Problem statement | Without the images, print every line of the material below exactly as given.

Available data |
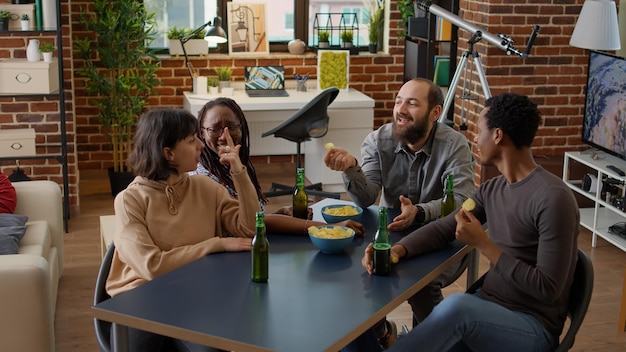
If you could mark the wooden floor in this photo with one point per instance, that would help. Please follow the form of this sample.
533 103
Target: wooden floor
74 324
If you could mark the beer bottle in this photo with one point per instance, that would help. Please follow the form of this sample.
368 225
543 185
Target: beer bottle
300 198
382 245
260 251
448 204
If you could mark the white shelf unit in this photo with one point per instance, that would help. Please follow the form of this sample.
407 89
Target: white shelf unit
598 218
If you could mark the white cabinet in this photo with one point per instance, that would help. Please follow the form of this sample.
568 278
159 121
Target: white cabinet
603 214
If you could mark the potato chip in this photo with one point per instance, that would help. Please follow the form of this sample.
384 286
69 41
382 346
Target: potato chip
332 232
469 204
346 210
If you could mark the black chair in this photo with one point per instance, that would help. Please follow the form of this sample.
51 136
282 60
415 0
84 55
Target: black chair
580 296
309 122
103 328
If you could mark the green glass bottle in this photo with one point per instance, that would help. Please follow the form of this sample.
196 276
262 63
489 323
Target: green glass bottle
300 198
260 251
382 245
448 204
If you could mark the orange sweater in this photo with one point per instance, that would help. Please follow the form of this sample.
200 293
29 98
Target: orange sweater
164 225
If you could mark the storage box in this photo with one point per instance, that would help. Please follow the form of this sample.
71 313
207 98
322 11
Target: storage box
17 142
19 76
16 14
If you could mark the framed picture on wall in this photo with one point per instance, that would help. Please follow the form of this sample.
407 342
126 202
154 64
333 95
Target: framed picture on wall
333 69
247 28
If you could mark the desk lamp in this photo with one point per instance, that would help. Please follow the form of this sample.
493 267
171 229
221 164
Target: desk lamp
597 28
215 34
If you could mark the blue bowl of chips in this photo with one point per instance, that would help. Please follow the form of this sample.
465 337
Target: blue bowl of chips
331 239
341 212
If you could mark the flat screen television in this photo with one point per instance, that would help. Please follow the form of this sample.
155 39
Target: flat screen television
604 122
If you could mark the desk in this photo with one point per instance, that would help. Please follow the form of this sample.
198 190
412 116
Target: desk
351 119
312 302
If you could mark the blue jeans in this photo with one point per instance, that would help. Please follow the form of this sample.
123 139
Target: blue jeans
466 322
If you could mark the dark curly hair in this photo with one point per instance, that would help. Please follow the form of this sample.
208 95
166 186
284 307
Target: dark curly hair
158 129
516 115
210 159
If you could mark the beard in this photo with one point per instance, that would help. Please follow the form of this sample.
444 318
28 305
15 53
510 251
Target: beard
410 134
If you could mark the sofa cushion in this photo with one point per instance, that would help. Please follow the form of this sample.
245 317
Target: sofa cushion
8 197
12 230
37 240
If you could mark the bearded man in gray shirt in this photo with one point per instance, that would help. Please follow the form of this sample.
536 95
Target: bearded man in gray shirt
408 160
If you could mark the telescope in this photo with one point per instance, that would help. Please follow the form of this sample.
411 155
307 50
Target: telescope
501 41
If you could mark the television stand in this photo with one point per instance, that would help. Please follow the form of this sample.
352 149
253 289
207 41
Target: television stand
603 214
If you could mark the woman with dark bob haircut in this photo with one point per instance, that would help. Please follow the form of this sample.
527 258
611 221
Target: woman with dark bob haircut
166 218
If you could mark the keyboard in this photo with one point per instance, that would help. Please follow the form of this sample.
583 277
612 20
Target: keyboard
267 93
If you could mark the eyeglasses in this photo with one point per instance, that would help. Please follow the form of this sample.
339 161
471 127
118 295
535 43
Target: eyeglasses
217 131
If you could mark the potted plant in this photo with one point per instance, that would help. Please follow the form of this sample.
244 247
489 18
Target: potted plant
223 76
213 83
25 22
407 10
194 46
5 17
323 37
46 49
346 38
120 73
375 24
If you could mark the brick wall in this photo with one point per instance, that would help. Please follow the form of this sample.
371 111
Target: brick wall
554 76
42 113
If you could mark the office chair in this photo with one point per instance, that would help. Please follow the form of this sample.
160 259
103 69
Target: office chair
103 328
580 296
309 122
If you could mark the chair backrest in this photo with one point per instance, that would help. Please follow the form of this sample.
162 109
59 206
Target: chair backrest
580 296
311 121
103 328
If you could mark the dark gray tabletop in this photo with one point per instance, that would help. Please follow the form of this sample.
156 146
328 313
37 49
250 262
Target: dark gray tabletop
312 301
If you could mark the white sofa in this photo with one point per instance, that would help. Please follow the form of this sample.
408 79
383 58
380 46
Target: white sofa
29 280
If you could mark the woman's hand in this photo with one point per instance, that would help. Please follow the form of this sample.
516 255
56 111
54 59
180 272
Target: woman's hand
237 244
229 154
359 230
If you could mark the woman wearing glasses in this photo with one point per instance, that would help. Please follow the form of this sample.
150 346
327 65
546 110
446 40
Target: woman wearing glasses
222 120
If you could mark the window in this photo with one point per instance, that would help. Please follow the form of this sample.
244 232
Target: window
284 16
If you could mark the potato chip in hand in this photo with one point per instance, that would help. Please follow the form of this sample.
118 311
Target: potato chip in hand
469 204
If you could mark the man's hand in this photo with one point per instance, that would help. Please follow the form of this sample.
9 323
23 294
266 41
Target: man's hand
237 244
359 229
470 231
338 159
397 251
406 217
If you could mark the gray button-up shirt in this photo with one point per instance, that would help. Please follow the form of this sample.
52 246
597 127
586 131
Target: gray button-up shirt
389 165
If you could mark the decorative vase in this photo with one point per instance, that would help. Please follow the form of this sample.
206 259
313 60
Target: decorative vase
47 56
32 51
296 47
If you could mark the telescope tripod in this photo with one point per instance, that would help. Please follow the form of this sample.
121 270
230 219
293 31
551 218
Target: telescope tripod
462 69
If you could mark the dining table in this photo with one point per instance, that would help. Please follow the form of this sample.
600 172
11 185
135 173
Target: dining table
312 302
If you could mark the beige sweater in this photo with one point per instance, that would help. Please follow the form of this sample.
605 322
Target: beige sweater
164 225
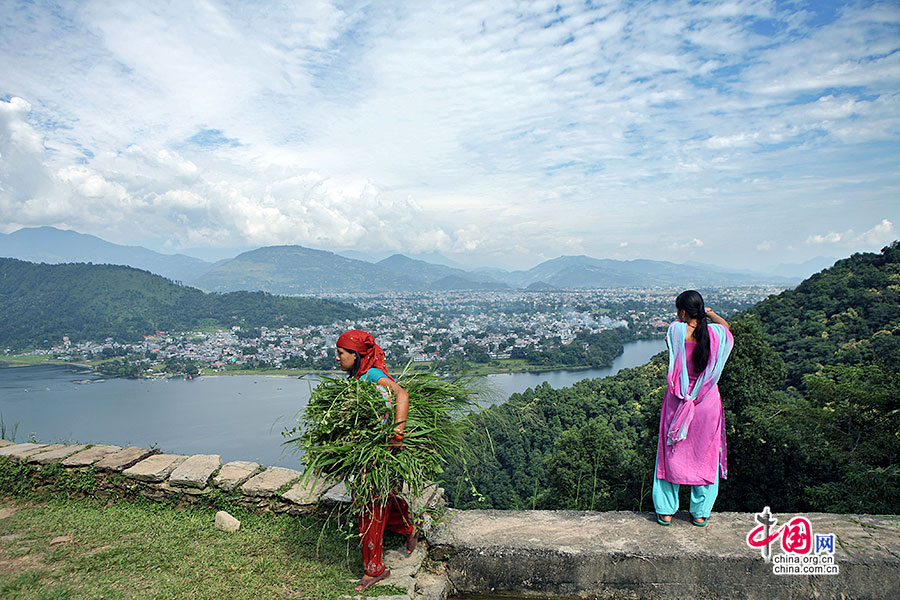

Solution for this task |
If you could mark the wooden floor in this photo with one point per instance, that would help. Please follow the form of this sample.
533 103
Target: wooden floor
74 324
If you could mark the beer bottle in this photo with one point per instance, that would help. Please follow the form of this sample.
368 225
543 185
Target: beer bottle
300 198
382 245
260 251
448 204
If you could mark the white shelf unit in this photo with one point per instance, that would help. Please follow the form of this sample.
407 89
Target: white shelf unit
598 218
If you could mark the white cabinet in this photo with one point per instance, that would help. Please follow the form of this sample.
568 278
159 121
Target: white cabinet
603 214
If you could mark the potato chip in this photo with one point per instance, that would help. Please follow the form of this sample.
384 286
69 41
382 346
Target: potato chip
332 232
469 204
346 210
If you could mark the black chair in this photo with one point per instance, that would help. Please follow the form of this sample.
51 136
282 60
415 0
84 55
Target: black chair
580 296
309 122
103 328
If you could mark the green glass bottle in this photo with one point per instance, that would help. Please follow the form of this sample.
196 276
262 63
489 323
Target: green glass bottle
300 198
260 251
382 245
448 204
If you could mark the orange sweater in this photo with one point per instance, that would help. Please follow the form of this sample.
200 293
29 98
Target: orange sweater
164 225
If you could mark the storage box in this photo with one point per instance, that would help. Please follow the form of this sample.
71 313
207 98
322 11
Target: storage box
17 142
19 76
16 14
If you could mark the framed picture on wall in this photo with one point per instance, that would help. Please follow the form of this sample.
407 342
126 202
154 64
333 95
Target: framed picture on wall
333 69
247 28
If you could mark the desk lamp in this photo with one point per instance, that would help. Please follow the form of this sample.
493 267
171 229
221 164
Target: desk lamp
597 28
215 34
If you could mark the blue bowl of chips in this photo with one point per instance, that would help. Please follow the form of this sample.
465 337
Target: blue bowl of chips
331 239
341 212
If you could mark the flat screen television in this photo with one point per instance, that would help. Please follow the form of this sample.
155 39
Target: flat screen television
604 122
If you could mark the desk in this photo with one point per instance, that would help. Please follow the form of this sample.
198 190
412 116
Target: desk
351 119
312 302
If you could mark the blue jeans in this photo with one point per instance, that would help. Please follow the form of this sample.
123 139
Target: blue jeans
466 322
If you could mark the dark curly hair in this photo with one point per instance, that would help. Please follow the form of this sample.
208 95
166 186
284 307
Target: dark curly hair
158 129
516 115
210 159
If you could mark the beard in this photo with one point per instance, that would help. Please follow the form of this sample.
444 318
28 305
15 53
510 251
Target: beard
410 134
If you could mark the sofa cushion in this photo with one point per instance, that would help. Please follow the form of this sample.
245 317
Target: sofa cushion
8 197
12 230
37 240
If you could mark the bearded man in gray shirt in this photo with one point per instance, that would help. Please follow the form of this sample.
536 95
Target: bearded man in gray shirt
408 160
If you could mark the telescope in this photo with one point per instance, that would help. Please follow the form of this sample.
411 155
307 50
Target: telescope
501 41
If you could mark the television stand in this photo with one point per instance, that would help. Please follow the form of this sample.
352 149
253 289
207 41
Target: television stand
603 214
If you could mark the woman with dark bob haircut in this photo with one point per instance, that would help. Please follow the form of this sample.
527 258
611 221
Target: woman with dark bob haircut
166 218
If you could mark the keyboard in this photo with one point per instance, that would help. Please follow the form of this sample.
583 277
612 20
Target: keyboard
267 93
If you could mark the eyeglasses in this photo with one point per instance, that would help. Please follow the form of this sample.
339 161
471 127
118 295
535 43
Target: eyeglasses
217 131
If you could mark the potted plant in this photo with one point per instance, that would help. Please follow the form of this sample.
244 247
489 18
Target: potted plant
223 76
213 83
25 22
407 10
194 46
5 17
323 37
46 49
346 38
120 73
375 24
If you could mark the brick wall in this photo with one point per instance, that would help. Please follow the form of this sample.
371 111
Target: brick wall
554 76
42 113
If you could mark the office chair in this photo with one point per instance, that would help. Please follow the form of this sample.
160 259
103 69
Target: office chair
103 328
580 296
309 122
If you could mark the chair backrest in this photo with one point per instance, that would help. Please follow the form of this sample.
162 109
59 206
Target: chair backrest
580 296
311 121
103 328
If you could mark the dark gray tabletop in this photo with one point per instance, that would help. Please follow the form of this sample.
156 146
328 313
37 49
250 262
Target: dark gray tabletop
312 301
If you could mark the white sofa in this photo with one point per instance, that would help. Please follow the form of this sample.
408 79
383 58
380 46
Target: white sofa
29 280
If you could mark the woman's hand in this photo with one point per instance, that would help. Please follow the form of this sample.
516 255
56 111
54 59
180 272
Target: woman's hand
237 244
229 154
359 230
If you could mark the woman wearing glasses in this photo with one point per instance, that would help. Please follow the form of this sample.
150 346
327 65
546 110
446 40
Target: woman wearing glasses
222 120
If you could mark the window in this photo with one point per instance, that would help. Please follow the form of this sample.
244 232
Target: window
284 16
If you could mark the potato chip in hand in this photo with one point per instance, that would help. Please follow the form of this sample.
118 311
Target: potato chip in hand
469 204
If you could mark the man's hand in this photo with one point per instance, that would help. Please follow the form of this sample.
9 323
23 294
266 41
Target: man's hand
237 244
359 229
470 231
338 159
397 251
406 217
If you could mark the gray button-up shirt in this photo with one point per instance, that would help. Please follow the form of this sample.
52 246
597 127
586 131
Target: gray button-up shirt
389 165
If you could mark the decorative vase in this photo with one point per instance, that would help. Please follow the form of this sample.
206 259
313 60
Target: decorative vase
47 56
32 51
296 47
If you could mark the telescope tripod in this photo with one point per instance, that would help. Please follow the form of this sample.
121 270
230 219
293 31
551 218
Target: telescope tripod
462 69
If you could mark the dining table in this photo with one point per instance, that would help. Please follow the form of this sample.
600 172
11 185
135 173
Target: dining table
312 302
If you could mark the beige sweater in this photo with one point per instance, that would help. Please follow the form of this sample.
605 322
Target: beige sweater
164 225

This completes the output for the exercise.